## Belge kesiti
Jose Marcio da Costa bilinen adıyla Marcia Mossoro. Lakabı doğduğu şehir olan Mossoro'dan geliyor. Tam bir Brezilyalı. Beş çocuklu kalabalık bir aileden geliyor. Mutlu bir çocukluk geçirmiş. Anne, babası çalıştığı için ağabeyleri onunla ilgilenmiş. Her Brezilyalı gibi onlar da futbolla yatıp, kalkan bir aile. Ağabeylerden biri Mossoro şehir takımının sportif direktörü, bir diğeri ise profesyonel futbolcu. Yani Mossoro'nun futbol aşığı olması kaçınılmazmış. Bugün Süper Lig'de Medipol Başakşehir'de top koşturuyor. Hem kendisi hem de takımı çok formda. Medipol Başakşehir ligin lideri, Mossoro ise ligin en golcü oyuncularından biri. Çocukluğu yoksulluk içinde geçmiş Mossoro'nun. Alamadığı spor ayakkabıları öylesine dert olmuş ki içine, bugün o yıllara inat beğendiği her spor ayakkabısını alıyor. Giymese bile... Tek lüksünün bu olduğunu söylüyor. Zira futbolcunun kariyerinin ve para kazanma döneminin kısa olduğunu bu nedenle tutumlu olmak gerektiğini düşünüyor. Mossoro evinin kapısını Pazar SABAH'a açtı. Bakın neler anlattı...
- Çocukluğunuz mutlu ama yoksul geçmiş. Şimdi ekonomik durumunuz iyi. ilenize destek oluyor musunuz?
- Bugün sahip olduklarımı onlara borçluyum. Elbette karşılığını vermeye çalışıyorum. Eski evlerine kıyasla annem-babam daha iyi bir evde yaşıyor. Elimden geldiğince yardımcı oluyorum. Brezilya'da inşaat ve başka alanlarda yatırımlarım var. Brezilya'daki işlerimin başında ailem var. Birbirine bağlı bir aileyiz.
- Tutumlu biri misiniz? Yoksa geçmişin acısını çıkarmak için canınızın istediği gibi para harcayan biri misiniz?
- Futbolcunun kariyeri de para kazandığı dönem de çok kısa. O nedenle futbolcu tutumlu olmalı. Futbol sonrası da rahat bir hayat için bazı yatırımlar yapmalı. Ben de yatırım yapıyorum, savurgan değilim yani. Kendime tanıdığım tek özgürlük, beğendiğim spor ayakkabısını alma noktasında. Çünkü, çocukluğumda beğendiklerimi alamamıştım.
- O zaman kaç spor ayakkabınız var?
- Beğendiğim bir spor ayakkabıyı anında alıyorum. Kullanmayacağımı bilsem de alıyorum... Çok erkek kardeşim olduğu için belli bir süre kullandıktan sonra onlara veriyorum. Brezilya'ya en son 15 çift spor ayakkabısıyla gittim ve kardeşlerime dağıttım. Bunun dışında gayet tutumluyum.

## Yapılacak iş
Mossoro söyleşisinin "- Çocukluğunuz mutlu" ile başlayıp "çocukluğumda beğendiklerimi alamamıştım." ile biten kısmını, "savurgan" sözcüğünü "müsrif" ile değiştirerek yeniden yazın.

## Gösterilen kayıtlar

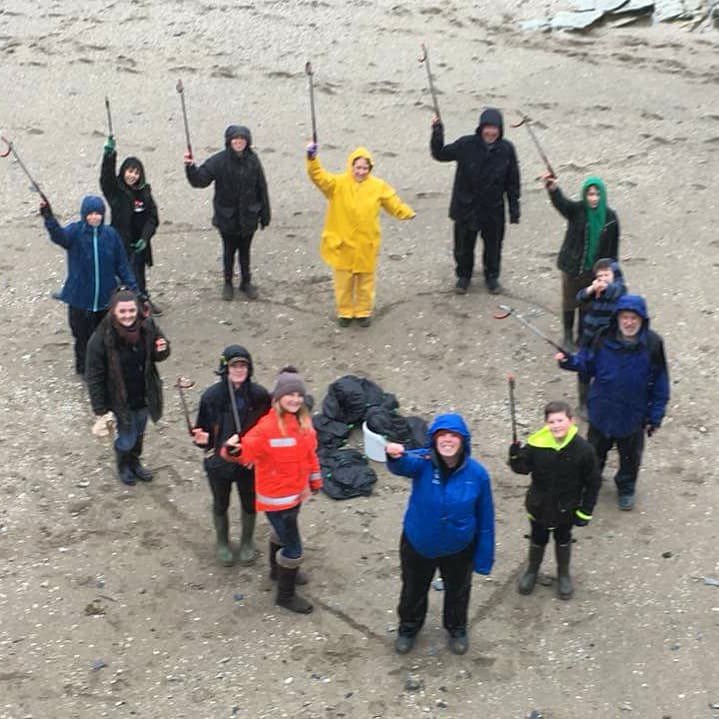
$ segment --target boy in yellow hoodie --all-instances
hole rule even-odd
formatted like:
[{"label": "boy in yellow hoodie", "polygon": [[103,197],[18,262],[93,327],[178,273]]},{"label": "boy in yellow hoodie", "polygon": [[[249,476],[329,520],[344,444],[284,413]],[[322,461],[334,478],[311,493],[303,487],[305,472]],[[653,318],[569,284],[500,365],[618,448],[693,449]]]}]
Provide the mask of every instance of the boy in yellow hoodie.
[{"label": "boy in yellow hoodie", "polygon": [[320,256],[334,271],[337,324],[361,327],[372,322],[377,255],[382,241],[379,211],[398,220],[411,220],[414,210],[394,188],[373,176],[372,156],[358,147],[342,174],[327,172],[317,157],[317,144],[307,147],[307,174],[329,204],[322,231]]}]

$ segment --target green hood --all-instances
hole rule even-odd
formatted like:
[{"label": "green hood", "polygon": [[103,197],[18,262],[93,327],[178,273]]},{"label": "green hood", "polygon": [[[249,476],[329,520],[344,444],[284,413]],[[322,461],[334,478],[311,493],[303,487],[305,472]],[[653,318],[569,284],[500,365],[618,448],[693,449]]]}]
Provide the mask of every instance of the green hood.
[{"label": "green hood", "polygon": [[[587,202],[587,190],[599,188],[599,204],[592,208]],[[607,221],[607,188],[601,177],[590,176],[582,183],[582,203],[587,215],[587,246],[584,249],[584,269],[591,270],[597,260],[599,238]]]}]

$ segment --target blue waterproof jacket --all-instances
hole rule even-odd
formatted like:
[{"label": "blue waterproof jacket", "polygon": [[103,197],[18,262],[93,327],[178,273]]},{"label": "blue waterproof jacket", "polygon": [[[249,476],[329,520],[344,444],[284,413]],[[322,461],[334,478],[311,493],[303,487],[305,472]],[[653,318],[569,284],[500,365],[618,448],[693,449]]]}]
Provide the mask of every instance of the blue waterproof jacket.
[{"label": "blue waterproof jacket", "polygon": [[412,547],[425,557],[455,554],[476,541],[474,571],[489,574],[494,564],[494,503],[487,470],[472,459],[470,433],[458,414],[442,414],[429,427],[430,444],[439,430],[463,438],[461,465],[442,477],[431,447],[387,457],[392,474],[412,479],[412,492],[404,515],[404,533]]},{"label": "blue waterproof jacket", "polygon": [[101,197],[83,198],[79,222],[61,227],[50,215],[45,218],[45,227],[50,239],[67,251],[67,279],[59,299],[71,307],[98,312],[107,309],[119,284],[135,292],[137,284],[120,235],[105,224],[91,227],[85,221],[90,212],[100,212],[104,222],[105,203]]},{"label": "blue waterproof jacket", "polygon": [[[636,312],[643,320],[636,342],[621,339],[617,315],[622,310]],[[606,437],[627,437],[644,425],[661,425],[669,401],[669,372],[662,338],[649,329],[643,297],[620,297],[606,333],[559,366],[592,378],[589,423]]]}]

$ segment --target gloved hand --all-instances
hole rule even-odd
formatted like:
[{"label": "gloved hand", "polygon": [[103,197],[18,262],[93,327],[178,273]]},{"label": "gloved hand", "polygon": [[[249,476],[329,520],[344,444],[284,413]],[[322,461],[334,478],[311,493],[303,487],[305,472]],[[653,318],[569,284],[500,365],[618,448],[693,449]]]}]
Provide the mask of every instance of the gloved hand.
[{"label": "gloved hand", "polygon": [[107,437],[114,429],[115,415],[112,412],[100,415],[92,425],[92,433],[96,437]]},{"label": "gloved hand", "polygon": [[574,524],[575,527],[586,527],[591,518],[591,514],[584,514],[581,509],[575,509],[572,524]]}]

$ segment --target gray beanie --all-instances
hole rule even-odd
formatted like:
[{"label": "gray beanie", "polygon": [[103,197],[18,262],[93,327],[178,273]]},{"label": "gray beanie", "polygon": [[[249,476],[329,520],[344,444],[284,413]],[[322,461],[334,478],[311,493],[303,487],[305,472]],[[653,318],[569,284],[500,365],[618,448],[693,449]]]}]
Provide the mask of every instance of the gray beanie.
[{"label": "gray beanie", "polygon": [[276,402],[280,397],[284,397],[286,394],[292,394],[293,392],[299,392],[303,396],[306,395],[307,390],[305,389],[305,383],[294,367],[283,367],[275,380],[275,387],[272,390],[272,401]]}]

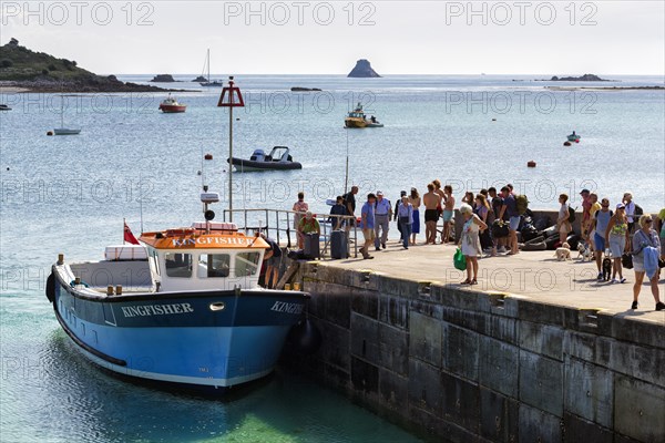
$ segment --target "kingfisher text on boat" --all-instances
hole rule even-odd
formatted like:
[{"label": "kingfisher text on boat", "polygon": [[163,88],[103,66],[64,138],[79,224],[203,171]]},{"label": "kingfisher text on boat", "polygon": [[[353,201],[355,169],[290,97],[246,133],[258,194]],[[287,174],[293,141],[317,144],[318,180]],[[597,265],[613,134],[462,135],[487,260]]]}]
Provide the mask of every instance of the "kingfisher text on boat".
[{"label": "kingfisher text on boat", "polygon": [[144,233],[140,245],[108,247],[101,261],[60,256],[47,297],[92,362],[223,392],[273,371],[309,298],[258,286],[267,248],[228,223]]}]

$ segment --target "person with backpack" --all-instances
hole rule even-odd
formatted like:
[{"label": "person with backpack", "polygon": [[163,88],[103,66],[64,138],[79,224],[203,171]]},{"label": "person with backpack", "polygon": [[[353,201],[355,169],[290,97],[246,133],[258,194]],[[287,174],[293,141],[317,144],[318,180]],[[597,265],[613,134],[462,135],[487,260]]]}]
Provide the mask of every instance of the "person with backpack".
[{"label": "person with backpack", "polygon": [[[628,222],[625,215],[625,206],[623,203],[616,205],[616,213],[610,218],[607,228],[605,229],[605,245],[610,246],[612,254],[612,282],[625,284],[626,279],[623,276],[623,266],[621,258],[626,251],[628,244]],[[618,274],[618,280],[616,275]]]},{"label": "person with backpack", "polygon": [[637,222],[640,229],[633,236],[633,266],[635,270],[635,285],[633,285],[633,305],[631,309],[637,309],[637,297],[642,289],[644,276],[651,284],[652,296],[656,301],[656,310],[665,309],[665,303],[661,301],[661,291],[658,289],[658,256],[661,255],[661,243],[658,235],[653,226],[653,217],[644,214]]},{"label": "person with backpack", "polygon": [[614,213],[610,210],[610,200],[603,198],[601,200],[601,210],[596,210],[591,220],[591,229],[594,231],[593,235],[593,254],[595,256],[596,267],[598,268],[598,280],[603,279],[603,253],[605,251],[605,236],[604,233],[610,225],[610,219]]},{"label": "person with backpack", "polygon": [[640,206],[633,202],[633,193],[624,193],[623,204],[626,207],[626,217],[628,218],[628,231],[633,234],[635,231],[635,220],[640,217],[633,217],[635,215],[642,215],[643,210]]},{"label": "person with backpack", "polygon": [[570,222],[571,207],[567,204],[567,194],[561,194],[559,196],[559,203],[561,204],[561,207],[559,208],[559,217],[556,218],[556,231],[559,233],[559,241],[561,241],[561,244],[564,244],[569,234],[573,230],[573,226]]},{"label": "person with backpack", "polygon": [[503,205],[499,213],[499,219],[503,217],[503,214],[508,214],[509,217],[509,238],[508,246],[510,247],[509,256],[514,256],[520,253],[518,247],[518,228],[520,227],[520,213],[518,212],[518,204],[513,194],[511,194],[508,186],[501,188],[501,195],[503,197]]}]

## Görev çıktısı
- Çocukluğunuz mutlu ama yoksul geçmiş. Şimdi ekonomik durumunuz iyi. ilenize destek oluyor musunuz?
- Bugün sahip olduklarımı onlara borçluyum. Elbette karşılığını vermeye çalışıyorum. Eski evlerine kıyasla annem-babam daha iyi bir evde yaşıyor. Elimden geldiğince yardımcı oluyorum. Brezilya'da inşaat ve başka alanlarda yatırımlarım var. Brezilya'daki işlerimin başında ailem var. Birbirine bağlı bir aileyiz.
- Tutumlu biri misiniz? Yoksa geçmişin acısını çıkarmak için canınızın istediği gibi para harcayan biri misiniz?
- Futbolcunun kariyeri de para kazandığı dönem de çok kısa. O nedenle futbolcu tutumlu olmalı. Futbol sonrası da rahat bir hayat için bazı yatırımlar yapmalı. Ben de yatırım yapıyorum, müsrif değilim yani. Kendime tanıdığım tek özgürlük, beğendiğim spor ayakkabısını alma noktasında. Çünkü, çocukluğumda beğendiklerimi alamamıştım.